**Document excerpt**

Undergraduate Studies

As an undergraduate student (1st, 2nd or 3rd year), you can incorporate Sociology into your degree in the following ways:

  • BA, where Sociology is one of the two majors;
  • BSocSci programmes specialising in a focus area where Sociology is your second major.

In other words, Sociology, given the breadth and maturity of the discipline, articulates very well with other subject choices you may consider in the Faculty of Humanities.

The Department offers one specialised degree focusing on work, labour and industry.

  • BSocSci specialising in Industrial Sociology and Labour Studies is a study package offered by the Department that focuses on work, management, labour and the overall socio-political and socio-economic context of industry.

The undergraduate programme in Industrial Sociology and Labour Studies addresses the dynamic and changing context of the world of work. The process of globalisation poses new challenges to how work is organised and understood in contemporary societies. Sociologists drive debate on labour legislation, productivity and management within this context. They are interested in understanding the mobilisation of workers during labour disputes and strikes and the ways in which managers direct and organise production policy and distribution. Sociologists understand the world of work and industry to be part of the broader societal economy and the choices governments make about the nature of the former. This programme aims to sensitise you towards these key issues in preparation for more advanced studies at the postgraduate level.

**Objective 1**
Please write out the Undergraduate Studies text from "Undergraduate Studies" to "your second major.", renaming "Sociology" as "Anthropology" each time it occurs.
**Objective 2**
Carry the Undergraduate Studies text further, starting after its last sentence.
The listing after this point is separate from the Undergraduate Studies text.

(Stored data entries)
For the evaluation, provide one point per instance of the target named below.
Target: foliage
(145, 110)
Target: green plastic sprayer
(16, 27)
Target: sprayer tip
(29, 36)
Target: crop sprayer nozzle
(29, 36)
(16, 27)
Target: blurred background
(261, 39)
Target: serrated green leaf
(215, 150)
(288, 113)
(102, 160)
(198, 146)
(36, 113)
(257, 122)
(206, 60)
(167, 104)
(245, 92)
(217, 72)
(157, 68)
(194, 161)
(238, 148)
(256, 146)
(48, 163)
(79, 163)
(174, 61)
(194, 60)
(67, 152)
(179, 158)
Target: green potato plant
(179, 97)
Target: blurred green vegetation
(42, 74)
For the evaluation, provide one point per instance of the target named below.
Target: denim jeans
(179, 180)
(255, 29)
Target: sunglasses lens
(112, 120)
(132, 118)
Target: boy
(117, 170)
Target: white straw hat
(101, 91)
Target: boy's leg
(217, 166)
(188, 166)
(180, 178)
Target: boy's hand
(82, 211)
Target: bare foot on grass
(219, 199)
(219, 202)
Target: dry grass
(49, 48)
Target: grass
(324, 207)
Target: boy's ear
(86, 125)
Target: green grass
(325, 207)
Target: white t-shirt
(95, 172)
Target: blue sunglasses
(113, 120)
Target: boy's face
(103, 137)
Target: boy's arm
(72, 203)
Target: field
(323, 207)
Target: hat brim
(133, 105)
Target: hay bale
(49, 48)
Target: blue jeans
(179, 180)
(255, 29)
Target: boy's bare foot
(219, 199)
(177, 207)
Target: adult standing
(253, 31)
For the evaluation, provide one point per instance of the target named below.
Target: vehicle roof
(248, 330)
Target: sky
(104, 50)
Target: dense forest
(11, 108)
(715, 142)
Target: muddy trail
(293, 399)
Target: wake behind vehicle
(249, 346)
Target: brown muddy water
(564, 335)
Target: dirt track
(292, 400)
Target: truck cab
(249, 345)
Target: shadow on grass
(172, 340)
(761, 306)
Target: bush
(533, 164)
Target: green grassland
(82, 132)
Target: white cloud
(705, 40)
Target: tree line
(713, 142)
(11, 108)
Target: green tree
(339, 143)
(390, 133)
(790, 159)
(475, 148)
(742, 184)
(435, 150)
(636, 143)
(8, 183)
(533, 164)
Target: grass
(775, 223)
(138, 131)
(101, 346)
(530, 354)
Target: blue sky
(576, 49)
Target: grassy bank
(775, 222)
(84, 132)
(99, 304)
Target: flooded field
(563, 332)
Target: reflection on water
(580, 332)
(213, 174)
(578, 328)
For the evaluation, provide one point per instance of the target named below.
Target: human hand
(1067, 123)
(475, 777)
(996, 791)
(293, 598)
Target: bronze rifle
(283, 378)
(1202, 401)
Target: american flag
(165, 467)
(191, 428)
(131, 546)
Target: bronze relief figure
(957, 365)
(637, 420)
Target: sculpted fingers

**Task answer 1**
Undergraduate Studies

As an undergraduate student (1st, 2nd or 3rd year), you can incorporate Anthropology into your degree in the following ways:

  • BA, where Anthropology is one of the two majors;
  • BSocSci programmes specialising in a focus area where Anthropology is your second major.

**Task answer 2**
 

First-year

SOC 110 (First Semester)

Invitation to Sociology

How do we understand ourselves as individuals in relation to society? How are our individual life courses and large-scale processes of social and historical change related to each other? How have our societies come to be what they are today? And how can we think of our private troubles as public issues? These questions are at the very heart of sociology as a distinctive way of thinking about and understanding the social worlds that we inhabit. This module invites students to become familiar with sociological ways of thinking about current issues and personal experiences (particularly in the southern African context), and to develop the analytical skills that are necessary in order to ask and answer critical questions about the communities, society, and world that they live in. The module will include a specific emphasis on academic reading skills.

 

SOC 120 (Second Semester)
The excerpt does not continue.